*Passage provided*
'''

FDA fully approves Pfizer-BioNTech COVID-19 vaccine: What that means

The FDA has fully approved a COVID-19 vaccine, with Pfizer-BioNTech's immunization for coronavirus the first such drug to advance past emergency use authorization. The decision means that the pharma companies will be able to market the vaccine – which will be known as Comirnaty – commercially, though initially not for the full range of people that the current EUA covers.

Pfizer-BioNTech Comirnaty has been FDA approved for the prevention of COVID-19 disease in individual 16 years of age or older. The existing EUA will continue, however, and under that the vaccine will be administered to individuals 12 through 15 years of age.

Use of a third shot, as a booster vaccine for certain immunocompromised individuals, will also continue under the EUA which the US Food & Drug Administration extended earlier this month. Come late September, the Biden Administration expects to begin widespread booster shots, in an attempt to keep the population protected amid COVID-19 variants such as Delta.

'''

*Records supplied*

'''

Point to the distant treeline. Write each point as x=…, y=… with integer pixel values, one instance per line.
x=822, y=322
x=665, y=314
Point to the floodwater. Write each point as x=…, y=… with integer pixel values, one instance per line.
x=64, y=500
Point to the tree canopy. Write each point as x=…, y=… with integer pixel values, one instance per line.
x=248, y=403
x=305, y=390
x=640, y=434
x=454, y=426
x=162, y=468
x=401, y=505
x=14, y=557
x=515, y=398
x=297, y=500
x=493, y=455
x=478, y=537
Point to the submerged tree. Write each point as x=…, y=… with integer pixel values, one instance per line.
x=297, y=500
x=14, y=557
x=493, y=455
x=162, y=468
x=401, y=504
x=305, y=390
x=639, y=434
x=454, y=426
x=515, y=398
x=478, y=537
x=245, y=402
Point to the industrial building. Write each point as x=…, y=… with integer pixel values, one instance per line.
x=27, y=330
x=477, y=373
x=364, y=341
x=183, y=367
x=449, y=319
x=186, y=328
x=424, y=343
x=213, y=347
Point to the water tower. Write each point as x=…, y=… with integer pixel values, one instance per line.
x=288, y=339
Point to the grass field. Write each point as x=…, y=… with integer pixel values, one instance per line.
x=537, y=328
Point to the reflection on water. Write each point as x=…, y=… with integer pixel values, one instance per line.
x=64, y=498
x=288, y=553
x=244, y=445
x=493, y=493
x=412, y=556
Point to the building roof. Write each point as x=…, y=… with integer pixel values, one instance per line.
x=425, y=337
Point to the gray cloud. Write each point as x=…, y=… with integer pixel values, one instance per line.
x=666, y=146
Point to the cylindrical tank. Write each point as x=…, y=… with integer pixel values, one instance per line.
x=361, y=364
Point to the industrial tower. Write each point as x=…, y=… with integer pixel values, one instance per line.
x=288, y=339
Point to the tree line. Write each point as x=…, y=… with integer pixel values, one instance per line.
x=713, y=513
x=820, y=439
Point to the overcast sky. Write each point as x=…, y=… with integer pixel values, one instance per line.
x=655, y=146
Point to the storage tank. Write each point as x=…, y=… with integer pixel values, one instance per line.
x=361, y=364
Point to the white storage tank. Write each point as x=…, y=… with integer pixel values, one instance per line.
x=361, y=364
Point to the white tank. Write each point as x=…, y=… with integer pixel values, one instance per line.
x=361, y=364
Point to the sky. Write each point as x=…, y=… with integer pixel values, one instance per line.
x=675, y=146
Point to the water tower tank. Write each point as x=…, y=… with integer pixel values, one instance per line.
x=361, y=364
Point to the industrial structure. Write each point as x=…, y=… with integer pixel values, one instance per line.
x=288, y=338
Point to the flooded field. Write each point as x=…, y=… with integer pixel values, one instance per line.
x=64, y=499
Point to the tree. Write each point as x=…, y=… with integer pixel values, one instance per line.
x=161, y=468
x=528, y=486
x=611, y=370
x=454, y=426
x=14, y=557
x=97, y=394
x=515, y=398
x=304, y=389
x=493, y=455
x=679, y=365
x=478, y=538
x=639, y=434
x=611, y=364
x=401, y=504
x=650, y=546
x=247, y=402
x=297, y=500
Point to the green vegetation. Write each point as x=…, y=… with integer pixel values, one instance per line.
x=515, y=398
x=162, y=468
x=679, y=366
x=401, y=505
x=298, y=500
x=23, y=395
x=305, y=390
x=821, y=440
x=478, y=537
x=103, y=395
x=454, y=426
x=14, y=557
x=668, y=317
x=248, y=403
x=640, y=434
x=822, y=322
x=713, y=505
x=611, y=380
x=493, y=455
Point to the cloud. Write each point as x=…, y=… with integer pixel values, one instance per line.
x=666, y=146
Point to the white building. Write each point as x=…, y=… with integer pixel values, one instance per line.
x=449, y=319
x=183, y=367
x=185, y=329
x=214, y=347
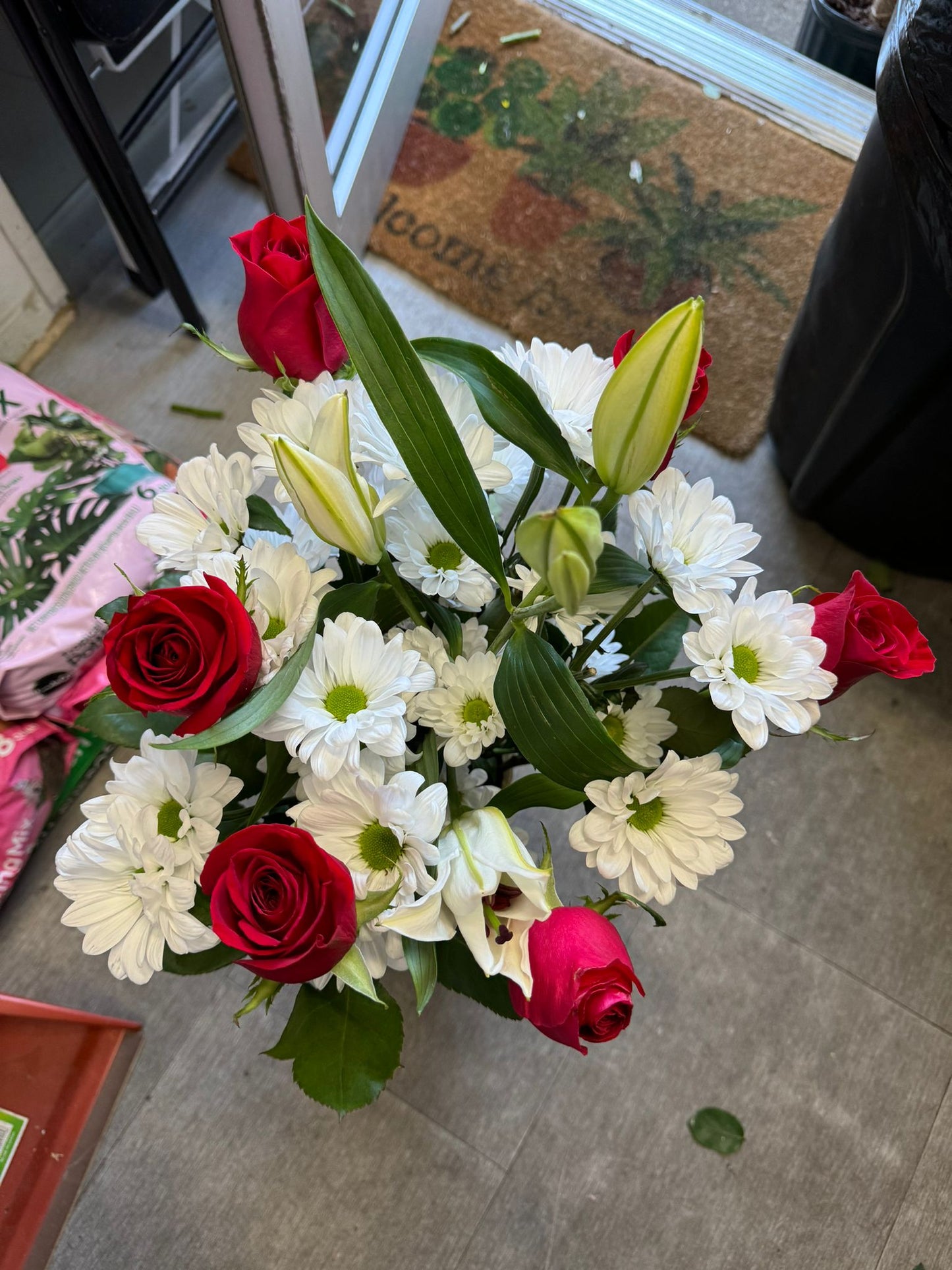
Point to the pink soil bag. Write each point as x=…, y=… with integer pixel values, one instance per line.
x=72, y=489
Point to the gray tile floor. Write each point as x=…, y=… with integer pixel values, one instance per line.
x=806, y=989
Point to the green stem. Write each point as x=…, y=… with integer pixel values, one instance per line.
x=528, y=497
x=590, y=645
x=395, y=581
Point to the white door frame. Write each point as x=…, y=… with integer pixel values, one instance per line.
x=346, y=173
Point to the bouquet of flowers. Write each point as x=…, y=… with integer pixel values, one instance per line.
x=342, y=695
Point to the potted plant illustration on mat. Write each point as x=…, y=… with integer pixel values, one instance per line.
x=672, y=243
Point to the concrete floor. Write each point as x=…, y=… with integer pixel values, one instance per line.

'''

Write out the passage of the vaccine approval article from "The FDA has" up to and including "current EUA covers.". The rows have nothing to do with the text.

The FDA has fully approved a COVID-19 vaccine, with Pfizer-BioNTech's immunization for coronavirus the first such drug to advance past emergency use authorization. The decision means that the pharma companies will be able to market the vaccine – which will be known as Comirnaty – commercially, though initially not for the full range of people that the current EUA covers.